▶ **CONSEGNA**:
Ricopia senza modifiche il passo dell'articolo su smog e Covid-19 che va da "L'inquinamento trasporta il" fino a "esposti a essa?".

L'inquinamento trasporta il coronavirus e causa il 15% dei decessi

Il 15% dei decessi da coronavirus sarebbe dovuto, secondo uno studio pubblicato su Cardiovascular Research, all'esposizione allo smog. La notizia si aggiunge a quella della Società Italiana di Medicina Ambientale (Sima), che illustra la diffusione del Sars-CoV-2 attraverso il particolato atmosferico. Il virus sarebbe stato ritrovato sulle particelle in aria, suggerendo che in alte concentrazioni di PM10 il coronavirus possa essere trasportato dalle polveri, come già avviene per morbillo, Sars e aviaria. Quindi lo smog diffonde la malattia e ci rende più esposti a essa?

Il 15% dei decessi da Covid sono legati all'inquinamento

Gli studiosi tedeschi e ciprioti hanno pubblicato ieri i risultati del loro studio su Cardiovascular Research di Oxford, dopo aver analizzato le vittime del Covid-19 (e della Sars) in USA , Europa e Cina. Gli autori hanno analizzato i dati satellitari di diverse forme di inquinamento per capire se ci fosse una correlazione con i decessi da Covid-19 e i risultati sono stati chiari: in Asia orientale, dove i livelli di inquinamento sono più alti che nel resto del mondo, il 27% dei decessi da Covid-19 potevano essere attribuiti allo smog, il 19% in Europa e il 17% in USA. Lo studio ha riconosciuto la bassa qualità dell'aria come "comorbidità" nei confronti del virus (sono considerate morbidità tutte quelle condizioni che espongono agli effetti peggiori del Covid-19). Jos Lelieveld del Max Planck Institute for Chemistry, ha spiegato che «L'inquinamento è uno dei cofattori che aggravano la malattia» e che almeno 6.100 persone sono morte, in UK, per questa combinazione (40.000 in USA). Lo studio conclude: «La pandemia finirà con le vaccinazioni e l'immunità di gregge. Ma non ci sono vaccini contro l'inquinamento e la crisi climatica. L'unico rimedio è diminuire le emissioni».

La terza via di contagio?

▶ **RIGHE**:
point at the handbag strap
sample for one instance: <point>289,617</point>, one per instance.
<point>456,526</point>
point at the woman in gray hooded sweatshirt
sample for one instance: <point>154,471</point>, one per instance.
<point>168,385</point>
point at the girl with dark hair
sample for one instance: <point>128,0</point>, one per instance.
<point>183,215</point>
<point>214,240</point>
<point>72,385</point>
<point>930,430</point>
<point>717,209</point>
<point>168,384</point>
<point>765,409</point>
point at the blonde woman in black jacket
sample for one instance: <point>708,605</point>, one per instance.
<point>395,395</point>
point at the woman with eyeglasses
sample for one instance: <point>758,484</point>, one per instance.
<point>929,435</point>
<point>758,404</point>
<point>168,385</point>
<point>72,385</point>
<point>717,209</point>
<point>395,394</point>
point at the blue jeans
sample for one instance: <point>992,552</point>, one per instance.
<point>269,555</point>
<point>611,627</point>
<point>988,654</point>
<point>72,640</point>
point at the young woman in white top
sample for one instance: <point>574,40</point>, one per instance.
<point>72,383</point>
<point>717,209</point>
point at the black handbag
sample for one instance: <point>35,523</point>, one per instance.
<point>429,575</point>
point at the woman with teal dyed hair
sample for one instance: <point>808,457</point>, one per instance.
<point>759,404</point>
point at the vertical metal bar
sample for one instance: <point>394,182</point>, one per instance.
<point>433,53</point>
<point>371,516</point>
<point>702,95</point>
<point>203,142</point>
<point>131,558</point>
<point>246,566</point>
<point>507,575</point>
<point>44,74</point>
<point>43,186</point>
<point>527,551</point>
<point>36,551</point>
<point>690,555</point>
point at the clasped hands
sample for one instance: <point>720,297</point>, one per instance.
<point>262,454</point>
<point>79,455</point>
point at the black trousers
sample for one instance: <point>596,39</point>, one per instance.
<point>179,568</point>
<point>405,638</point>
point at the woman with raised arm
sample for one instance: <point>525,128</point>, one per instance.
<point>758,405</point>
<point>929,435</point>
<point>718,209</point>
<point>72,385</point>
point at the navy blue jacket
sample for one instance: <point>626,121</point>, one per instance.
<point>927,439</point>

▶ **RISPOSTA SCRITTA**:
L'inquinamento trasporta il coronavirus e causa il 15% dei decessi

Il 15% dei decessi da coronavirus sarebbe dovuto, secondo uno studio pubblicato su Cardiovascular Research, all'esposizione allo smog. La notizia si aggiunge a quella della Società Italiana di Medicina Ambientale (Sima), che illustra la diffusione del Sars-CoV-2 attraverso il particolato atmosferico. Il virus sarebbe stato ritrovato sulle particelle in aria, suggerendo che in alte concentrazioni di PM10 il coronavirus possa essere trasportato dalle polveri, come già avviene per morbillo, Sars e aviaria. Quindi lo smog diffonde la malattia e ci rende più esposti a essa?